Data section:
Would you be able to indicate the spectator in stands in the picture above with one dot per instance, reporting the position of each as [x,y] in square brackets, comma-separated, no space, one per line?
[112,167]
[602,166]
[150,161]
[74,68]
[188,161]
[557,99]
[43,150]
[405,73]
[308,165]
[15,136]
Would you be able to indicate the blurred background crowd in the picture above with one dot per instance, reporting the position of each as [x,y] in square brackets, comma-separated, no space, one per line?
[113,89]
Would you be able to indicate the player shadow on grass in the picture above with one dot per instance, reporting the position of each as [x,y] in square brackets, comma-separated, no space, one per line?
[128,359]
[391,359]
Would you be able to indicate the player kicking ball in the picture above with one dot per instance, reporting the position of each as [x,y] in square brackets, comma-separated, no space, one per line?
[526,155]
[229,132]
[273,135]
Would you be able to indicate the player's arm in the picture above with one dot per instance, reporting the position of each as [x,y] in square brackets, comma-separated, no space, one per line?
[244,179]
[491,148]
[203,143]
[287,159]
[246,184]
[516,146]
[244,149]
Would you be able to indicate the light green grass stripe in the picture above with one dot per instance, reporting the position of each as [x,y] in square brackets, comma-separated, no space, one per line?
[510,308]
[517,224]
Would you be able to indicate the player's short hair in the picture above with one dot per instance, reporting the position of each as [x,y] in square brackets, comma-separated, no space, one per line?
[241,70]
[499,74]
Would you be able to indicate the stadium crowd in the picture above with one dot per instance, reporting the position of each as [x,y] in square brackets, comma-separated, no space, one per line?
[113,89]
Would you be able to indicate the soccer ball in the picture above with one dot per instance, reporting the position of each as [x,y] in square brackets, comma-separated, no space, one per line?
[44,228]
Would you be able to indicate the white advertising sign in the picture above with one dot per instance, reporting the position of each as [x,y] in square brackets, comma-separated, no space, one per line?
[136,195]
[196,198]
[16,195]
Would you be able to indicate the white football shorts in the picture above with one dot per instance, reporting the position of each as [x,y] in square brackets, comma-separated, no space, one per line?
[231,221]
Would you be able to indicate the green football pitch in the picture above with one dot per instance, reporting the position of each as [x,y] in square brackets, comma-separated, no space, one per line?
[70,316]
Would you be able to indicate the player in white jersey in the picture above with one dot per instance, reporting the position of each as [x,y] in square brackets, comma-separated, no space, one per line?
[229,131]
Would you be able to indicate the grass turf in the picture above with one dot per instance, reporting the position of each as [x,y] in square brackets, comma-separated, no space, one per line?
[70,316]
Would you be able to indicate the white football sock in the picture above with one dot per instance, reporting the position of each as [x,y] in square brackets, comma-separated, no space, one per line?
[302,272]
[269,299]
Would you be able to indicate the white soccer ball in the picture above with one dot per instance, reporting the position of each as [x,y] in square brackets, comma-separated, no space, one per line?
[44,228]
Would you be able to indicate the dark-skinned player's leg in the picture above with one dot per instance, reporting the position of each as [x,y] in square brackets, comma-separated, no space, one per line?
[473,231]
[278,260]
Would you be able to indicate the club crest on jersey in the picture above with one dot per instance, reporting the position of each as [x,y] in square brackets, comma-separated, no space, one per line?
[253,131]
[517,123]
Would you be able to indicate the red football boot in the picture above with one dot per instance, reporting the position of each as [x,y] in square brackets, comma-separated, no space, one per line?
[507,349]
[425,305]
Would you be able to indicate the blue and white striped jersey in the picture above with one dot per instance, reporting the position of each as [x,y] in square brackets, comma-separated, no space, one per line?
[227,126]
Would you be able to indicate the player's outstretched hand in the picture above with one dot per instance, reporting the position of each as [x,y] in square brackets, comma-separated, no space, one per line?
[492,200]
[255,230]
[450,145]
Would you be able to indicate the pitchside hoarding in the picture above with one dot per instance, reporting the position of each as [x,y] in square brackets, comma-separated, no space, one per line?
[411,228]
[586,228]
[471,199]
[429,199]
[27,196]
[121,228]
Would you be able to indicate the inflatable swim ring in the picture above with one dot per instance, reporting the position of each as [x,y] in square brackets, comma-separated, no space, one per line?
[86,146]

--

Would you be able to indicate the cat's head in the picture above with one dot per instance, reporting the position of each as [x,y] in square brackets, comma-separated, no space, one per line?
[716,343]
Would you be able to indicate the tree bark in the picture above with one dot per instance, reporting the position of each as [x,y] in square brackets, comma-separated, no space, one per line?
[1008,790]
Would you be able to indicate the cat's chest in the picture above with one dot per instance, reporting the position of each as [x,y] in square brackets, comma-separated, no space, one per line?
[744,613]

Stated goal: How many of the lines above contain the string "football"? Case counts. Reply with the number alone.

Solution for this problem: 4